• What is required: Here are some records; return them all exactly.

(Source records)

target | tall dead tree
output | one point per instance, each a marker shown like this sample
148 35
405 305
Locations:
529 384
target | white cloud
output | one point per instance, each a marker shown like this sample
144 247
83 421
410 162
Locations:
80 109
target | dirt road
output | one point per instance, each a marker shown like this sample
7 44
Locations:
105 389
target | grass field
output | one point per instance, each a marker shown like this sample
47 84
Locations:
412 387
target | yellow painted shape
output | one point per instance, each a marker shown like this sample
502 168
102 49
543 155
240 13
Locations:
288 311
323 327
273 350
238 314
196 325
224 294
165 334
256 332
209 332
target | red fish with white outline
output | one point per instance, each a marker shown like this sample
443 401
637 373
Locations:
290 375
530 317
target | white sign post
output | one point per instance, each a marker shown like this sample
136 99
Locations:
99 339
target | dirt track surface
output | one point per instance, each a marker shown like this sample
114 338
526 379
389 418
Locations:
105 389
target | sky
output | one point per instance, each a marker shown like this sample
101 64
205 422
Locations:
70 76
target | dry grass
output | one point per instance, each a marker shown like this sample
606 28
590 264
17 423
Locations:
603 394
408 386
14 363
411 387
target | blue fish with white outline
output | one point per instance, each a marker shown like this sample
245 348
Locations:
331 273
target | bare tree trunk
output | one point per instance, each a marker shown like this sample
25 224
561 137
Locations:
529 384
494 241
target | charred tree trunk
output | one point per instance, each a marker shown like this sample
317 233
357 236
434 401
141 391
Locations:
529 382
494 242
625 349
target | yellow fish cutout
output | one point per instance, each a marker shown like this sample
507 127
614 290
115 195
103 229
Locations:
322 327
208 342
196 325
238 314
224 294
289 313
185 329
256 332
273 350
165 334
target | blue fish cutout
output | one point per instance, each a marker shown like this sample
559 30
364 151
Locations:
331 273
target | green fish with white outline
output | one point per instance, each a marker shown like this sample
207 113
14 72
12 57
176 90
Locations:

• Answer to this problem:
target | tall dead tree
output | one point per instance, each a marker shown like this sample
148 35
405 305
Locations:
529 384
target | white cloud
output | one point per instance, each a marker shown like this sample
144 247
83 421
410 162
Locations:
80 109
target | dirt road
output | one point per instance, each a marker shown like this sample
7 44
Locations:
105 389
target | grass field
output | one point per instance, each a marker shown like this sample
47 84
Locations:
412 387
target | yellow painted shape
output | one point per instance, each a marker shown like this sample
502 168
102 49
543 155
240 13
Locations:
288 311
323 327
273 350
238 314
196 325
224 294
165 334
256 332
209 332
target | red fish with white outline
output | one point per instance, each a marker shown like this sample
443 401
637 373
Locations:
290 375
530 317
target | white sign post
output | one point per instance, each a marker shown like this sample
136 99
Locations:
99 339
target | dirt track surface
output | one point per instance, each a marker shown like this sample
114 338
526 379
389 418
Locations:
105 389
target | sky
output | one point per instance, each a marker shown like this sample
101 64
205 422
Locations:
70 76
target | dry grass
output | one point per instance, each a marker shown like this sample
606 28
590 264
17 423
Locations:
603 394
408 386
14 363
411 387
target | blue fish with white outline
output | one point per instance, each a marker shown like this sample
245 348
Locations:
331 273
target | bare tree trunk
output | one point per instance, each a marker shown like this sample
25 224
561 137
Locations:
529 384
494 241
target | charred tree trunk
output | one point per instance, each a marker shown like this sample
317 233
357 236
434 401
141 391
Locations:
529 382
494 242
625 349
target | yellow fish cutout
output | one point per instance, each a marker shown like this sample
507 127
614 290
115 195
103 229
Locations:
322 327
208 342
196 325
238 314
224 294
289 313
185 329
256 332
273 350
165 334
target | blue fish cutout
output | one point per instance, each a marker shown like this sample
559 30
364 151
Locations:
331 273
target | green fish with white outline
output | one point per instance, each a marker shown like this sample
207 113
14 72
12 57
176 90
Locations:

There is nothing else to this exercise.